AUFGABEN:
1. Überarbeite im Interview über die USA-Reise der Westendorfer Ringer den Abschnitt, der mit den Worten "Was erwartet die" beginnt und mit "Aufenthalt geplant sind." endet: Gib ihn wieder und setze dabei "Wasserschlacht" an die Stelle von "Poolparty".
2. Führe das Interview über die USA-Reise der Westendorfer Ringer im Anschluss an seinen letzten Satz fort.

LESETEXT:
..........

Ein Ringerteam des TSV Westendorf reist in die USA – zum Leben und Kämpfen in Michigan.
Die Vorfreude ist immens: In den Pfingstferien geht es für 15
Nachwuchsathleten des TSV Westendorf in die USA. An diesem besonderen
Abenteuer nehmen auch einige Elternteile und Trainer aus der Ringerhochburg
im Ostallgäu teil. Mit dabei ist Heidi Ulm, die Mutter der beiden Ringer-Zwillinge
Shailo und Diego. Im Vorfeld hat die gebürtige US-Amerikanerin nicht nur für
die Gastfamilien in Detroit einen englischsprachigen Flyer über den TSV
Westendorf konzipiert, sie hat auch bei den Vorbereitungen für die Reise in die
Staaten mitgeholfen. Sie stand uns Rede und Antwort.
Was erwartet die Westendorfer Reisegruppe 14 Tage in und um Detroit?
Heidi Ulm: Auf die Westendorfer Reisegruppe warten zwei Wochen voller
sportlicher und kultureller Erlebnisse. Gemeinsame Trainings mit den
Ringerteams aus Michigan, ein Ausflug in den Zoo, eine Poolparty, ein
Sanddünenlauf, BBQs, ein Museumsbesuch und natürlich das Kennenlernen der
Gastfamilien sind nur einige der Aktivitäten, die für den zweiwöchigen
Aufenthalt geplant sind.
Kultur, Sport, Musik, Autos – Detroit, eine pulsierende Megacity, in der Nähe der
kanadischen Grenze. Wie schwer ist es für Dich in einer kurzen Zeit die besten
Highlights herauszupicken?
Ulm: Ja, in Detroit und Lower-Michigan gibt es so viele verschiedene
interessante Dinge zu sehen und zu tun, dass es unmöglich ist, in so kurzer Zeit
alles unterzubringen. Ich persönlich war nicht an der Planung der Aktivitäten an
den Gastorten beteiligt, die das Team ansteuern wird. Das haben hauptsächlich
die Trainer in den Clubs gemacht. Sie haben ihr Bestes getan, um unter
Berücksichtigung der Kosten die Aktivitäten auszuwählen, die sie in ihrem
Heimatumgebung in Michigan besonders hervorheben möchten. Für die
Aktivitäten, die etwas mehr Geld kosten, haben einige der Trainer sogar
Sponsoren gefunden, die die Kosten übernehmen.

..........

BEREITGESTELLTE DATEN:
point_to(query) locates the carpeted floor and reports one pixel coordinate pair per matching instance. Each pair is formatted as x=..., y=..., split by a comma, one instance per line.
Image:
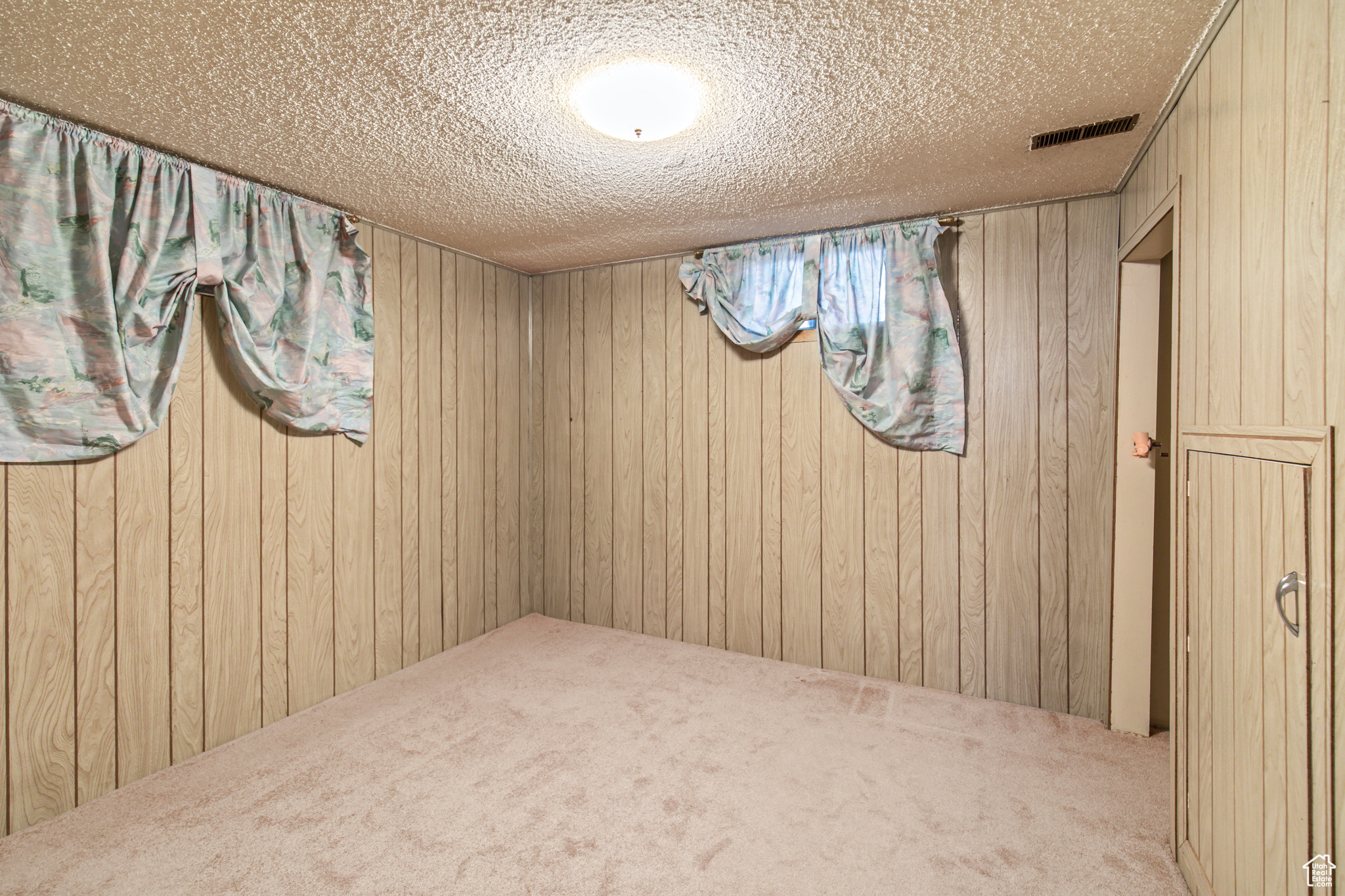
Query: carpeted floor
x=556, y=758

..........

ERWARTETE ANTWORTEN:
1.
Was erwartet die Westendorfer Reisegruppe 14 Tage in und um Detroit?
Heidi Ulm: Auf die Westendorfer Reisegruppe warten zwei Wochen voller
sportlicher und kultureller Erlebnisse. Gemeinsame Trainings mit den
Ringerteams aus Michigan, ein Ausflug in den Zoo, eine Wasserschlacht, ein
Sanddünenlauf, BBQs, ein Museumsbesuch und natürlich das Kennenlernen der
Gastfamilien sind nur einige der Aktivitäten, die für den zweiwöchigen
Aufenthalt geplant sind.

2.
Viele Amerikaner freuen sich, wenn sie Deutsche sehen. Da wird meistens schnell der
Grill ausgepackt und es gibt Barbecues und tolle Gespräche. Freuen sich die
Gastfamilien schon auf die Allgäuer?
Ulm: Ja, ich glaube, die Gastfamilien freuen sich auf ihre Gäste aus dem Allgäu.
Sonst würden sie sich ja nicht freiwillig als Gastfamilie zur Verfügung stellen. Es
wird für alle eine Lernerfahrung sein. Sowohl die Gastfamilien als auch die
Westendorfer Ringer und Trainer werden die Unterschiede und
Gemeinsamkeiten zwischen der deutschen und der amerikanischen Kultur
kennenlernen. Ich bin mir sicher, falls Ringer aus Michigan einen Gegenbesuch
ins Auge fassen, um Ringen sowie Land und Leute in Bayern zu erleben, wird
Westendorf diese Gastfreundschaft ebenso erwidern.
Wie bereitest Du die Gastfamilien auf ihren besonderen Besuch vor?
Ulm: Ich hatte noch keinen persönlichen Kontakt zu einer der Gastfamilien, aber
ich hatte viele Zoom-Treffen und regen E-Mail-Austausch mit den Trainern der
Vereine, die wir besuchen werden. Sie haben die Familien aus ihrem Verein
organisiert. Die Familien haben Verständnis dafür, dass es ein oder zwei Tage
dauern kann, bis sich ihre Gäste wohlfühlen. Zumal es für viele der jungen
Westendorfer Ringer das erste Mal ist, dass sie allein ohne ihre Familien und in
ein fremdes Land reisen, in dem sie die Sprache nicht vollständig beherrschen.
Die Gastfamilien sind bereit, ihr Bestes zu geben, um die Mannschaft
willkommen zu heißen, ihnen den Aufenthalt so angenehm wie möglich zu
gestalten, hungrige Ringer mit Mahlzeiten zu versorgen und ihnen das typische
amerikanische Familienleben zu zeigen.
Die jungen Ringer werden auch eine Highschool besuchen. Das amerikanische
Schulsystem ist mit dem in Deutschland überhaupt nicht zu vergleichen. Du kennst
beide Schularten. Hat alles Vor- und Nachteile?
Ulm: Die beiden Schulsysteme sind definitiv unterschiedlich. Die Schultage sind
in den USA länger, in Deutschland wird Religion als Fach unterrichtet,
Homeschooling ist in den USA erlaubt, das Erlernen einer Sprache ist in
Deutschland Pflicht, die Liste der Unterschiede ist sehr lang. Beide Schulsysteme
haben ihre Vor- und Nachteile.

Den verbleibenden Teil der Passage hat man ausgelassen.